● EXERCISE BRIEF
Without any pictures, retype exactly the lines from the one with "Tell me exactly where the turtle is" through the final line of the records.

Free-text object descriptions
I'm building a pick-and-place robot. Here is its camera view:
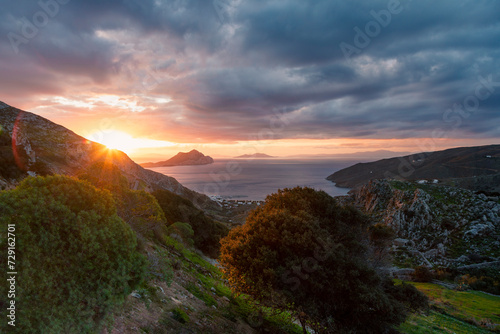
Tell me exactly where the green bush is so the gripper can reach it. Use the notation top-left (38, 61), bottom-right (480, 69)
top-left (153, 189), bottom-right (228, 258)
top-left (457, 274), bottom-right (500, 295)
top-left (171, 307), bottom-right (189, 324)
top-left (0, 129), bottom-right (26, 179)
top-left (0, 175), bottom-right (147, 333)
top-left (78, 162), bottom-right (168, 244)
top-left (413, 266), bottom-right (434, 282)
top-left (167, 222), bottom-right (195, 247)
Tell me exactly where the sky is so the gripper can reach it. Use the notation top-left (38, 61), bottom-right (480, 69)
top-left (1, 0), bottom-right (499, 160)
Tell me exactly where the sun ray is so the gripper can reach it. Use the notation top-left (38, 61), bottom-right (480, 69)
top-left (86, 130), bottom-right (174, 154)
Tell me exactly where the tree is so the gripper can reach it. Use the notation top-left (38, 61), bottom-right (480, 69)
top-left (369, 223), bottom-right (396, 267)
top-left (220, 187), bottom-right (427, 333)
top-left (0, 175), bottom-right (147, 333)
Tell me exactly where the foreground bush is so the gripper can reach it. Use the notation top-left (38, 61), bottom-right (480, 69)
top-left (78, 162), bottom-right (168, 244)
top-left (220, 187), bottom-right (427, 333)
top-left (0, 175), bottom-right (147, 333)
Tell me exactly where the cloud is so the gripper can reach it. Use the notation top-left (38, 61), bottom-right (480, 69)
top-left (0, 0), bottom-right (499, 144)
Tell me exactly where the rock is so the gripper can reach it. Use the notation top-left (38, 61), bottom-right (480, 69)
top-left (347, 179), bottom-right (500, 267)
top-left (393, 238), bottom-right (410, 247)
top-left (424, 249), bottom-right (438, 258)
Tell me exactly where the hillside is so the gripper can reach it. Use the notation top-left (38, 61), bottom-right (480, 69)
top-left (342, 179), bottom-right (500, 268)
top-left (327, 145), bottom-right (500, 192)
top-left (0, 101), bottom-right (215, 209)
top-left (141, 150), bottom-right (214, 168)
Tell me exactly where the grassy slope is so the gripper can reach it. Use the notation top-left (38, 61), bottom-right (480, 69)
top-left (400, 282), bottom-right (500, 333)
top-left (104, 236), bottom-right (302, 334)
top-left (108, 236), bottom-right (498, 333)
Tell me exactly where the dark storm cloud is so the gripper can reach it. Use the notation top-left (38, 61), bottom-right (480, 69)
top-left (0, 0), bottom-right (499, 141)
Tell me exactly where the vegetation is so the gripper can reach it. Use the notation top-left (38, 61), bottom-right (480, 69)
top-left (220, 187), bottom-right (428, 333)
top-left (153, 189), bottom-right (229, 258)
top-left (79, 162), bottom-right (169, 245)
top-left (0, 175), bottom-right (147, 333)
top-left (369, 222), bottom-right (396, 266)
top-left (400, 281), bottom-right (500, 332)
top-left (412, 265), bottom-right (434, 282)
top-left (0, 128), bottom-right (26, 181)
top-left (0, 162), bottom-right (493, 333)
top-left (171, 307), bottom-right (190, 324)
top-left (457, 274), bottom-right (500, 295)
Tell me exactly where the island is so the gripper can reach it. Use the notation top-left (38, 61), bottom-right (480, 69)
top-left (235, 153), bottom-right (276, 159)
top-left (141, 149), bottom-right (214, 167)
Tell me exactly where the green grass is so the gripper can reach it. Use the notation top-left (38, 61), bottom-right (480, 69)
top-left (401, 310), bottom-right (492, 334)
top-left (171, 307), bottom-right (190, 324)
top-left (185, 281), bottom-right (218, 307)
top-left (399, 282), bottom-right (500, 333)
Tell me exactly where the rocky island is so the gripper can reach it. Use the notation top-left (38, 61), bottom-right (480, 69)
top-left (141, 149), bottom-right (214, 167)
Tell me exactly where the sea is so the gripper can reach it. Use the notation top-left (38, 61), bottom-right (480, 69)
top-left (150, 159), bottom-right (356, 201)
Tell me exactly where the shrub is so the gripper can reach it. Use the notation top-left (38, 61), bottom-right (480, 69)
top-left (412, 266), bottom-right (434, 282)
top-left (78, 162), bottom-right (168, 244)
top-left (167, 222), bottom-right (195, 247)
top-left (457, 274), bottom-right (500, 295)
top-left (153, 189), bottom-right (228, 258)
top-left (0, 175), bottom-right (147, 333)
top-left (171, 307), bottom-right (189, 324)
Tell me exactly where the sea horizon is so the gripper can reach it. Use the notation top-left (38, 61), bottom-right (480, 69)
top-left (150, 158), bottom-right (355, 201)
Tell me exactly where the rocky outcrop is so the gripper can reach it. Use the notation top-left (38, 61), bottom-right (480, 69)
top-left (347, 179), bottom-right (500, 267)
top-left (141, 150), bottom-right (214, 168)
top-left (0, 102), bottom-right (216, 210)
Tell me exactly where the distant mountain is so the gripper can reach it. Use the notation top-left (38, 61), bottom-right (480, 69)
top-left (0, 101), bottom-right (215, 209)
top-left (141, 150), bottom-right (214, 168)
top-left (235, 153), bottom-right (276, 158)
top-left (285, 150), bottom-right (412, 160)
top-left (327, 144), bottom-right (500, 192)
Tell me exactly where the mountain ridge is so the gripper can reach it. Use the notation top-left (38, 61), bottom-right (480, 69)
top-left (327, 144), bottom-right (500, 192)
top-left (235, 153), bottom-right (276, 158)
top-left (0, 101), bottom-right (215, 209)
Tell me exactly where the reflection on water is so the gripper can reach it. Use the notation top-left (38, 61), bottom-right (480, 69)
top-left (150, 159), bottom-right (354, 201)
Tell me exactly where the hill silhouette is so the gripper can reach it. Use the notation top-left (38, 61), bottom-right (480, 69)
top-left (327, 144), bottom-right (500, 192)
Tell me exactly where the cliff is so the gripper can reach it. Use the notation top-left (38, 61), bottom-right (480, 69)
top-left (344, 179), bottom-right (500, 267)
top-left (0, 102), bottom-right (215, 209)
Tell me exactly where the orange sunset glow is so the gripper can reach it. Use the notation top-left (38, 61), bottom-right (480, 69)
top-left (86, 130), bottom-right (174, 155)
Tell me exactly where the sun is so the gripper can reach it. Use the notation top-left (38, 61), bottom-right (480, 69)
top-left (87, 130), bottom-right (174, 154)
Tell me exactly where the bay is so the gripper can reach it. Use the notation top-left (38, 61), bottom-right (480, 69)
top-left (150, 159), bottom-right (354, 201)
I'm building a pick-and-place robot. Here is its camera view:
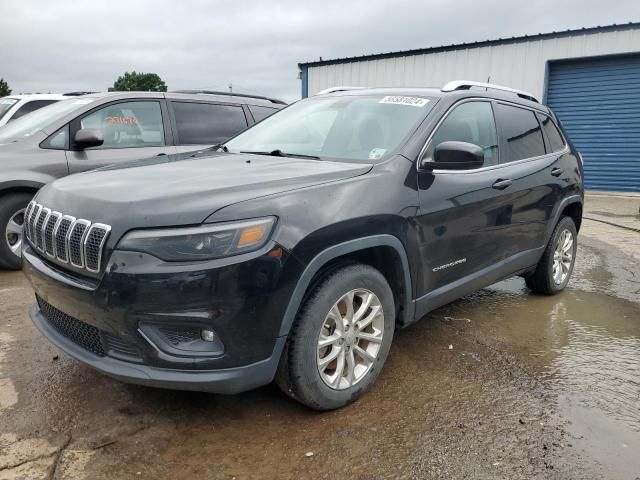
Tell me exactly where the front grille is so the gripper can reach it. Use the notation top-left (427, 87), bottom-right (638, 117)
top-left (159, 327), bottom-right (201, 346)
top-left (25, 201), bottom-right (111, 273)
top-left (103, 333), bottom-right (142, 361)
top-left (37, 295), bottom-right (105, 356)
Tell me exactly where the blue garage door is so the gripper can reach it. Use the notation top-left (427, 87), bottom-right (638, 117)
top-left (546, 55), bottom-right (640, 192)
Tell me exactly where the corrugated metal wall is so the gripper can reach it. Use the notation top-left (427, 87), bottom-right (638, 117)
top-left (306, 27), bottom-right (640, 100)
top-left (547, 55), bottom-right (640, 192)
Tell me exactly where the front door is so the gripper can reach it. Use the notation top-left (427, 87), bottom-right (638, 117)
top-left (415, 100), bottom-right (513, 303)
top-left (66, 100), bottom-right (175, 173)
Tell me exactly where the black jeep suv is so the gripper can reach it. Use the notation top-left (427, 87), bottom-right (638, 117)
top-left (23, 81), bottom-right (583, 410)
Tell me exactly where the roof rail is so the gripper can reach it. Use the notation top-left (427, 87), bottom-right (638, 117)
top-left (441, 80), bottom-right (539, 103)
top-left (315, 86), bottom-right (365, 95)
top-left (171, 90), bottom-right (287, 105)
top-left (63, 91), bottom-right (97, 96)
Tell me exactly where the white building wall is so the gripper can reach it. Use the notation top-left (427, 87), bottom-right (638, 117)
top-left (306, 28), bottom-right (640, 99)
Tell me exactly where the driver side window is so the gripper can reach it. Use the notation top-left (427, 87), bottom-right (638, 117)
top-left (429, 101), bottom-right (499, 167)
top-left (79, 101), bottom-right (165, 149)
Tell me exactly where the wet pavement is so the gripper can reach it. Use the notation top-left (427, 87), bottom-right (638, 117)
top-left (1, 217), bottom-right (639, 479)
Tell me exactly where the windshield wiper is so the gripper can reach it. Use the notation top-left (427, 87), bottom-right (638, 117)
top-left (190, 143), bottom-right (228, 157)
top-left (240, 149), bottom-right (320, 160)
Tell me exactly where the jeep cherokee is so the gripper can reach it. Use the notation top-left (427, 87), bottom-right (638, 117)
top-left (23, 81), bottom-right (583, 410)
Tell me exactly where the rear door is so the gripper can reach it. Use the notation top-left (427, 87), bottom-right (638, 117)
top-left (168, 100), bottom-right (249, 153)
top-left (491, 102), bottom-right (562, 258)
top-left (66, 99), bottom-right (175, 173)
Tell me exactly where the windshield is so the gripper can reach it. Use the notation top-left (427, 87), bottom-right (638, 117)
top-left (0, 98), bottom-right (18, 121)
top-left (225, 94), bottom-right (435, 162)
top-left (0, 97), bottom-right (95, 143)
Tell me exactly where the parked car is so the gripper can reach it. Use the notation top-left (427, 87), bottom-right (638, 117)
top-left (0, 93), bottom-right (68, 127)
top-left (22, 81), bottom-right (583, 410)
top-left (0, 90), bottom-right (285, 268)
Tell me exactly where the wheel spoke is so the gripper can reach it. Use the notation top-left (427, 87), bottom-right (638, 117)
top-left (6, 219), bottom-right (23, 235)
top-left (353, 345), bottom-right (376, 363)
top-left (345, 349), bottom-right (356, 387)
top-left (357, 331), bottom-right (382, 344)
top-left (330, 350), bottom-right (346, 388)
top-left (356, 305), bottom-right (382, 331)
top-left (318, 332), bottom-right (342, 349)
top-left (318, 345), bottom-right (342, 369)
top-left (353, 292), bottom-right (373, 322)
top-left (327, 305), bottom-right (345, 334)
top-left (344, 291), bottom-right (355, 322)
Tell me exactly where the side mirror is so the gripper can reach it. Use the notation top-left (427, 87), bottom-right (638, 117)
top-left (73, 129), bottom-right (104, 150)
top-left (421, 141), bottom-right (484, 170)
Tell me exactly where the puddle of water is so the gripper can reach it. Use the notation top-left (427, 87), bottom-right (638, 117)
top-left (445, 277), bottom-right (640, 479)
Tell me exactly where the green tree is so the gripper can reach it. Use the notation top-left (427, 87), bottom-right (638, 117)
top-left (111, 71), bottom-right (167, 92)
top-left (0, 78), bottom-right (11, 97)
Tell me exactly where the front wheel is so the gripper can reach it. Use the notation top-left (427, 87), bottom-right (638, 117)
top-left (276, 263), bottom-right (395, 410)
top-left (526, 216), bottom-right (578, 295)
top-left (0, 193), bottom-right (33, 270)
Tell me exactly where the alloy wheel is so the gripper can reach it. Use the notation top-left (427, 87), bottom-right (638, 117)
top-left (5, 207), bottom-right (25, 259)
top-left (552, 229), bottom-right (573, 285)
top-left (316, 289), bottom-right (385, 390)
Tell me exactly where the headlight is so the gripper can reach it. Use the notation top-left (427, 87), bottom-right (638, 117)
top-left (117, 217), bottom-right (276, 261)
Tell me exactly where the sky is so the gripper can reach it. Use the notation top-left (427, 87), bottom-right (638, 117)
top-left (1, 0), bottom-right (638, 102)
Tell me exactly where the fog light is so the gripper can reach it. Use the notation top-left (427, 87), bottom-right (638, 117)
top-left (200, 329), bottom-right (216, 342)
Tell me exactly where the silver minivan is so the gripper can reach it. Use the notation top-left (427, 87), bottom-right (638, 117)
top-left (0, 90), bottom-right (284, 269)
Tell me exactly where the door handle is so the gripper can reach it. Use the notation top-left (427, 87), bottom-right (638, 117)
top-left (156, 153), bottom-right (167, 156)
top-left (551, 167), bottom-right (564, 177)
top-left (492, 178), bottom-right (512, 190)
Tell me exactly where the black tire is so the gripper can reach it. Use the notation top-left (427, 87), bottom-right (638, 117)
top-left (276, 263), bottom-right (395, 410)
top-left (525, 216), bottom-right (577, 295)
top-left (0, 193), bottom-right (33, 270)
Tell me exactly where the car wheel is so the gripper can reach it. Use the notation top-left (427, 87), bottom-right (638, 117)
top-left (525, 216), bottom-right (578, 295)
top-left (0, 193), bottom-right (33, 270)
top-left (276, 263), bottom-right (395, 410)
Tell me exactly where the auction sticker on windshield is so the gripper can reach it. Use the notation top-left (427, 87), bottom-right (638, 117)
top-left (379, 96), bottom-right (430, 107)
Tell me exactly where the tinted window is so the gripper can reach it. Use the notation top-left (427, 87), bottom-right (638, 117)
top-left (173, 102), bottom-right (247, 144)
top-left (430, 101), bottom-right (498, 166)
top-left (248, 105), bottom-right (278, 122)
top-left (80, 101), bottom-right (165, 148)
top-left (537, 113), bottom-right (565, 153)
top-left (495, 104), bottom-right (545, 162)
top-left (0, 98), bottom-right (18, 120)
top-left (10, 100), bottom-right (59, 121)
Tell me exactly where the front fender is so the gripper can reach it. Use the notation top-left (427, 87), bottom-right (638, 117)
top-left (278, 234), bottom-right (414, 336)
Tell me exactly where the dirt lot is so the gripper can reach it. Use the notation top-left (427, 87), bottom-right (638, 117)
top-left (1, 202), bottom-right (639, 479)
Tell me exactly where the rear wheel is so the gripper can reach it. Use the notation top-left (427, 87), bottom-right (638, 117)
top-left (276, 263), bottom-right (395, 410)
top-left (525, 216), bottom-right (577, 295)
top-left (0, 193), bottom-right (33, 270)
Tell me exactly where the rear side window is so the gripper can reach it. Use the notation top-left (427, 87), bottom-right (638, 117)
top-left (495, 104), bottom-right (545, 162)
top-left (248, 105), bottom-right (278, 122)
top-left (172, 102), bottom-right (247, 144)
top-left (80, 101), bottom-right (165, 148)
top-left (10, 100), bottom-right (59, 121)
top-left (430, 101), bottom-right (499, 167)
top-left (537, 113), bottom-right (565, 153)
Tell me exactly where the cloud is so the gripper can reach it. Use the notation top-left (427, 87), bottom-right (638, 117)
top-left (0, 0), bottom-right (637, 102)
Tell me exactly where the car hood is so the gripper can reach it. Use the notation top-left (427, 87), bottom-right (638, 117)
top-left (35, 152), bottom-right (372, 233)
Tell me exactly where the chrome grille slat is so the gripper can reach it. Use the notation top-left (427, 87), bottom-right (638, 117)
top-left (26, 203), bottom-right (110, 273)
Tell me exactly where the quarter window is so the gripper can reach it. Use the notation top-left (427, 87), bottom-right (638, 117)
top-left (495, 104), bottom-right (545, 162)
top-left (80, 101), bottom-right (165, 148)
top-left (537, 113), bottom-right (565, 153)
top-left (172, 102), bottom-right (247, 144)
top-left (429, 101), bottom-right (499, 167)
top-left (248, 105), bottom-right (278, 123)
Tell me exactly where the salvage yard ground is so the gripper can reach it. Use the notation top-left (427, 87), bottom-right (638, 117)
top-left (1, 194), bottom-right (639, 480)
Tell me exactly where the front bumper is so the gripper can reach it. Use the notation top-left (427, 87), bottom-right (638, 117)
top-left (30, 304), bottom-right (286, 393)
top-left (23, 243), bottom-right (303, 393)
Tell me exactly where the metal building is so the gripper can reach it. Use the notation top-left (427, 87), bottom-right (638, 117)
top-left (298, 23), bottom-right (640, 192)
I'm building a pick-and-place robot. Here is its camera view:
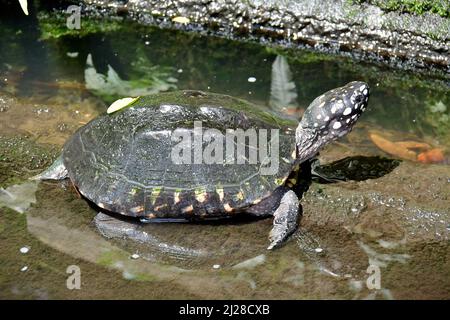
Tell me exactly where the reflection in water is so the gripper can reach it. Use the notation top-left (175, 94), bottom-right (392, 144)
top-left (94, 212), bottom-right (207, 260)
top-left (0, 181), bottom-right (38, 213)
top-left (311, 156), bottom-right (401, 182)
top-left (84, 53), bottom-right (178, 102)
top-left (269, 55), bottom-right (298, 114)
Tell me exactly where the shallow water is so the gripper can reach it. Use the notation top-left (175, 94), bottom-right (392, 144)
top-left (0, 4), bottom-right (449, 299)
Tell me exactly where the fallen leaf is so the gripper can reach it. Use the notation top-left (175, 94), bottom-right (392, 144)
top-left (107, 97), bottom-right (140, 114)
top-left (172, 16), bottom-right (190, 24)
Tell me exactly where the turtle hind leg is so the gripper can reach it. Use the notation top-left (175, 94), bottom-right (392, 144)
top-left (267, 190), bottom-right (301, 250)
top-left (30, 155), bottom-right (68, 180)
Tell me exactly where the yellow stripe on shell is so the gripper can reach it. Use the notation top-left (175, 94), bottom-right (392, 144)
top-left (216, 187), bottom-right (224, 201)
top-left (223, 203), bottom-right (233, 212)
top-left (149, 187), bottom-right (162, 205)
top-left (195, 188), bottom-right (207, 203)
top-left (181, 205), bottom-right (194, 213)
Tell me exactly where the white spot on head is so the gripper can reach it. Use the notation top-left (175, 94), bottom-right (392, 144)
top-left (343, 107), bottom-right (352, 115)
top-left (248, 77), bottom-right (257, 83)
top-left (333, 122), bottom-right (342, 129)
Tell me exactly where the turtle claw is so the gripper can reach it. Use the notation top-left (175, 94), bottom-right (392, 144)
top-left (267, 190), bottom-right (300, 250)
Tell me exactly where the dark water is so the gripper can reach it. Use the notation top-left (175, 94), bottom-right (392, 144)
top-left (0, 3), bottom-right (449, 299)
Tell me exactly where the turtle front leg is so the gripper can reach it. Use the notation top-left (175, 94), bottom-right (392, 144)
top-left (267, 190), bottom-right (300, 250)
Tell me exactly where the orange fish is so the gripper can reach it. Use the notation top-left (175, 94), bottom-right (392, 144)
top-left (369, 133), bottom-right (417, 161)
top-left (417, 148), bottom-right (445, 164)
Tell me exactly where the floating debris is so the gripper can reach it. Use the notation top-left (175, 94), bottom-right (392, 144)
top-left (130, 253), bottom-right (140, 260)
top-left (232, 254), bottom-right (265, 270)
top-left (320, 267), bottom-right (340, 278)
top-left (20, 266), bottom-right (28, 272)
top-left (172, 16), bottom-right (190, 24)
top-left (314, 247), bottom-right (323, 253)
top-left (66, 52), bottom-right (79, 58)
top-left (107, 97), bottom-right (139, 114)
top-left (247, 77), bottom-right (257, 83)
top-left (212, 264), bottom-right (220, 269)
top-left (20, 246), bottom-right (30, 254)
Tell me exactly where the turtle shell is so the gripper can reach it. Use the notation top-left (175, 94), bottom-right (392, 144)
top-left (62, 91), bottom-right (298, 219)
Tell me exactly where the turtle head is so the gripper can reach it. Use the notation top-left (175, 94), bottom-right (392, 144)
top-left (295, 81), bottom-right (369, 161)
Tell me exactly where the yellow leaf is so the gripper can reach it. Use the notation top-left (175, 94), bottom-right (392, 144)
top-left (107, 97), bottom-right (139, 114)
top-left (172, 16), bottom-right (190, 24)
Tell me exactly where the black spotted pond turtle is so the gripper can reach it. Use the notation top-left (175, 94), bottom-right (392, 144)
top-left (36, 81), bottom-right (370, 249)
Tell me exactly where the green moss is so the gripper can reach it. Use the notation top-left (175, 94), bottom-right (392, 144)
top-left (96, 250), bottom-right (127, 267)
top-left (0, 135), bottom-right (59, 187)
top-left (124, 90), bottom-right (298, 128)
top-left (424, 100), bottom-right (450, 143)
top-left (349, 0), bottom-right (449, 18)
top-left (96, 251), bottom-right (156, 282)
top-left (37, 12), bottom-right (123, 40)
top-left (265, 46), bottom-right (336, 64)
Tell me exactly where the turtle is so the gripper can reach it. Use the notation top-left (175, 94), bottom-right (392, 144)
top-left (35, 81), bottom-right (370, 250)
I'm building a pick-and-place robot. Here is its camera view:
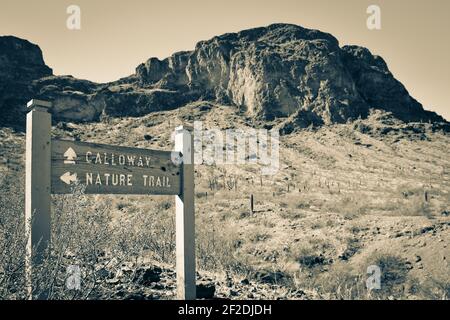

● RESPONSE
Tell me exactly where the turtle is so the gripper can reach it. Use the notation top-left (175, 94), bottom-right (392, 144)
top-left (35, 81), bottom-right (370, 250)
I'm building a pick-and-place robot. Here is its camera view:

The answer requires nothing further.